* [Data shown]
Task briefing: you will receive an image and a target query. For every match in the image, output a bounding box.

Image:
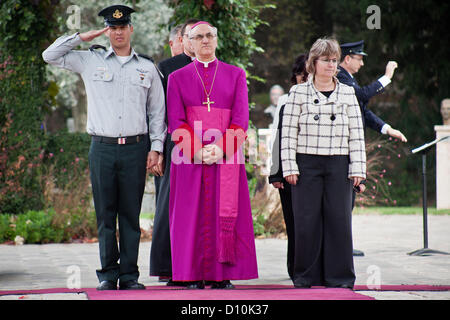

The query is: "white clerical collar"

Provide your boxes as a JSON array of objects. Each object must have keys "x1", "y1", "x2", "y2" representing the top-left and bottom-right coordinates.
[{"x1": 196, "y1": 57, "x2": 216, "y2": 68}]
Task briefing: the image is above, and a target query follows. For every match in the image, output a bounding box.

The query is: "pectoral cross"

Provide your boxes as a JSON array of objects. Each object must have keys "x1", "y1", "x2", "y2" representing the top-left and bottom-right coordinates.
[{"x1": 203, "y1": 96, "x2": 214, "y2": 112}]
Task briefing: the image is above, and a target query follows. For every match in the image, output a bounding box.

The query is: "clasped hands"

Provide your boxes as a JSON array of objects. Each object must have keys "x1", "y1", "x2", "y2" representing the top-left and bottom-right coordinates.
[
  {"x1": 147, "y1": 151, "x2": 164, "y2": 177},
  {"x1": 194, "y1": 144, "x2": 223, "y2": 164}
]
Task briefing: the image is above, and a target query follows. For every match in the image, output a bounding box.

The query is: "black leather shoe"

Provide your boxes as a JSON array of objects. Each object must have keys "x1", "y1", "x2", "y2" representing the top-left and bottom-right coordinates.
[
  {"x1": 186, "y1": 280, "x2": 205, "y2": 290},
  {"x1": 97, "y1": 280, "x2": 117, "y2": 290},
  {"x1": 325, "y1": 283, "x2": 353, "y2": 290},
  {"x1": 119, "y1": 280, "x2": 145, "y2": 290},
  {"x1": 353, "y1": 249, "x2": 364, "y2": 257},
  {"x1": 211, "y1": 280, "x2": 234, "y2": 290},
  {"x1": 166, "y1": 278, "x2": 187, "y2": 287}
]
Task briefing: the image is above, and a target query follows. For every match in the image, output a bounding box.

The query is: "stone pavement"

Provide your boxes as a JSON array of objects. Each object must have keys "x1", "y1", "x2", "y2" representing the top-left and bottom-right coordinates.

* [Set task] Identify each line of the data above that contains the string "receive", and copy those lines in full.

* [Written solution]
Task briefing: you will receive an image and a target query. For every match in the image, output a bounding box.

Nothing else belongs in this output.